YOUR GOAL
Without the pictures, write the listing out again exactly as it appears.

SUPPLIED INFORMATION

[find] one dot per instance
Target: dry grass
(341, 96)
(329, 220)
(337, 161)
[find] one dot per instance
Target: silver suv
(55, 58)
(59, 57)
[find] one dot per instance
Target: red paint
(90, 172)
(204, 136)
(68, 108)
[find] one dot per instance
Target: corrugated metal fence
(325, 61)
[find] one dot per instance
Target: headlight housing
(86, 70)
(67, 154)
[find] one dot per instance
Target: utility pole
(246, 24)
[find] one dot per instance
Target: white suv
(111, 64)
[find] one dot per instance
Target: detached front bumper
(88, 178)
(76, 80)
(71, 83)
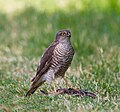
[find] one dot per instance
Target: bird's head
(63, 35)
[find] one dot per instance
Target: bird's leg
(54, 85)
(68, 85)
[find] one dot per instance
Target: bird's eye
(63, 33)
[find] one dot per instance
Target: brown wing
(45, 62)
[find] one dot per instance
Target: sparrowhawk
(54, 62)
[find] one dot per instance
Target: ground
(27, 29)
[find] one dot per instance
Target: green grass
(25, 32)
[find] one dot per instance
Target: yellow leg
(68, 85)
(54, 85)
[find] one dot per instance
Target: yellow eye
(63, 34)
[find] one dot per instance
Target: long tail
(33, 89)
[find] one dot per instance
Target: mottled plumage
(54, 61)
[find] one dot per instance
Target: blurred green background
(28, 27)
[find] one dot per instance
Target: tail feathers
(33, 89)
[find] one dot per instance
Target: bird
(54, 62)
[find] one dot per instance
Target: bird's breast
(62, 56)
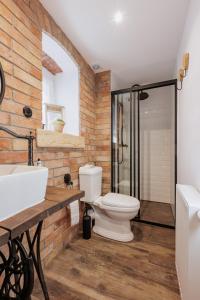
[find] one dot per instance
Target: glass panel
(157, 155)
(121, 143)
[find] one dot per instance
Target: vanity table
(20, 253)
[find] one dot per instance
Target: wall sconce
(183, 71)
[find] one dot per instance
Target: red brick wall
(21, 26)
(103, 126)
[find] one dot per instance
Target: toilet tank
(90, 181)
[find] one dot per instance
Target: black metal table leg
(16, 270)
(36, 256)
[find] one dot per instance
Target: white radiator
(188, 241)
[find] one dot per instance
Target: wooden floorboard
(157, 212)
(101, 269)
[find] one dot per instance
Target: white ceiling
(141, 49)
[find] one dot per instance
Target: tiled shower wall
(21, 26)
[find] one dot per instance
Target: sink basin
(21, 187)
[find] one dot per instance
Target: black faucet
(29, 138)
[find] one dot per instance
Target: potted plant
(59, 125)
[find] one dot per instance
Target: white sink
(21, 187)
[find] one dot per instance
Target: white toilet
(113, 212)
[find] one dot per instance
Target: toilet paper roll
(74, 210)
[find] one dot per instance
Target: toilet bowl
(113, 211)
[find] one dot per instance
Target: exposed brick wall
(103, 126)
(21, 26)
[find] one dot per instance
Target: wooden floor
(156, 212)
(102, 269)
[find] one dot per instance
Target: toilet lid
(119, 200)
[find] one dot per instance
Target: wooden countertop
(55, 199)
(4, 236)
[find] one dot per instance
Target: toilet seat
(118, 202)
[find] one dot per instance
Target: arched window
(60, 86)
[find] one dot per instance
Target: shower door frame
(172, 82)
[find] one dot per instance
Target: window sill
(51, 139)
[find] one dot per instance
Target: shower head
(143, 95)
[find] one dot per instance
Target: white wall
(189, 102)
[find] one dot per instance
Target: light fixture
(183, 70)
(96, 67)
(118, 17)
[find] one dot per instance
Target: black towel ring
(3, 84)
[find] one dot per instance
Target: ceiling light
(96, 67)
(118, 17)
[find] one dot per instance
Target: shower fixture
(141, 95)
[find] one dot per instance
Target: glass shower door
(121, 143)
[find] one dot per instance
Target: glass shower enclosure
(144, 148)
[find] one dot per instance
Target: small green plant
(59, 121)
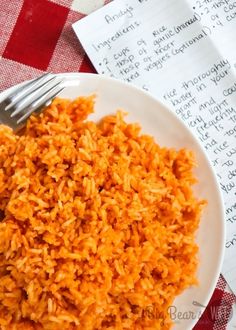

OUTPUT FOR THIS EXERCISE
[find] one dot per instance
Target: dry grass
(341, 96)
(329, 220)
(337, 161)
[find] one dot per instance
Target: silver suv
(55, 58)
(59, 57)
[find] one dot per instance
Target: red paint
(90, 172)
(204, 136)
(68, 108)
[find] one dot per instance
Target: corrugated metal fence
(325, 61)
[find] one dot per instance
Target: headlight housing
(86, 70)
(67, 154)
[find] one dot per instance
Target: utility pole
(246, 24)
[find] one dot per instance
Target: white suv
(111, 64)
[find] one dot per instance
Target: detached front bumper
(88, 178)
(76, 80)
(71, 83)
[find] one dot per instance
Target: bird's head
(63, 35)
[find] one dot per instance
Target: bird's leg
(54, 85)
(68, 85)
[find] one dot per instance
Target: bird's eye
(63, 33)
[find] one dot per instance
Target: brown wing
(45, 62)
[find] one dot per instance
Target: sparrowhawk
(54, 62)
[find] one dot per instance
Target: ground
(27, 29)
[find] one dot per instance
Target: green grass
(25, 32)
[find] one dot per instance
Target: yellow leg
(68, 85)
(54, 85)
[find] one dot per instance
Target: yellow eye
(63, 34)
[find] one dot per instance
Target: long tail
(33, 89)
[find] one dot per instance
Target: mottled plumage
(54, 61)
[find] one dot per instance
Target: blurred green background
(28, 27)
[find] one dot per instance
Target: tail feathers
(33, 89)
[find] one dot per instance
Target: bird
(54, 62)
[find] one dot per instance
Target: bird's breast
(62, 56)
[find] one dot per instance
Target: glass panel
(157, 155)
(121, 143)
[find] one dot per instance
Target: vanity table
(20, 253)
[find] one dot per instance
Target: wall sconce
(183, 71)
[find] one dot per instance
Target: red brick wall
(21, 26)
(103, 126)
[find] one dot per instance
Target: toilet tank
(90, 181)
[find] one dot per instance
Target: black metal table leg
(16, 270)
(36, 256)
[find] one dot per instance
Target: white radiator
(188, 241)
[find] one dot per instance
Target: wooden floorboard
(157, 212)
(101, 269)
[find] one dot per instance
Target: white ceiling
(141, 49)
[find] one dot per instance
Target: tiled shower wall
(21, 26)
[find] one dot per instance
Target: sink basin
(21, 187)
[find] one dot per instance
Target: black faucet
(29, 138)
[find] one dot per instance
Target: potted plant
(59, 125)
[find] one dot per instance
Target: white sink
(21, 187)
[find] one dot per instance
Target: white toilet
(113, 212)
[find] one dot per instance
Target: toilet paper roll
(74, 210)
[find] one dot per instance
Target: toilet bowl
(113, 211)
[find] one dot per instance
Target: exposed brick wall
(103, 126)
(21, 26)
[find] one dot per instance
Target: wooden floor
(156, 212)
(102, 269)
[find] one dot per instance
Target: toilet lid
(119, 200)
[find] one dot per instance
Target: wooden countertop
(55, 199)
(4, 236)
[find] one dot per instance
Target: toilet seat
(118, 202)
[find] one dot per instance
Target: arched window
(60, 86)
[find] one dot per instance
Target: shower door frame
(172, 82)
[find] one dot per instance
Target: window sill
(51, 139)
[find] one dot per instance
Target: shower head
(143, 95)
[find] one dot per instance
Target: white wall
(189, 102)
[find] one dot per instance
Target: light fixture
(183, 70)
(96, 67)
(118, 17)
[find] one dot per instance
Target: black towel ring
(3, 84)
[find] one dot per instance
Target: ceiling light
(96, 67)
(118, 17)
[find] one dot per instance
Target: shower fixture
(141, 95)
[find] one dot per instance
Target: glass shower door
(121, 143)
[find] one dot per instance
Target: glass shower enclosure
(144, 148)
[find] one dot per instance
Target: small green plant
(59, 121)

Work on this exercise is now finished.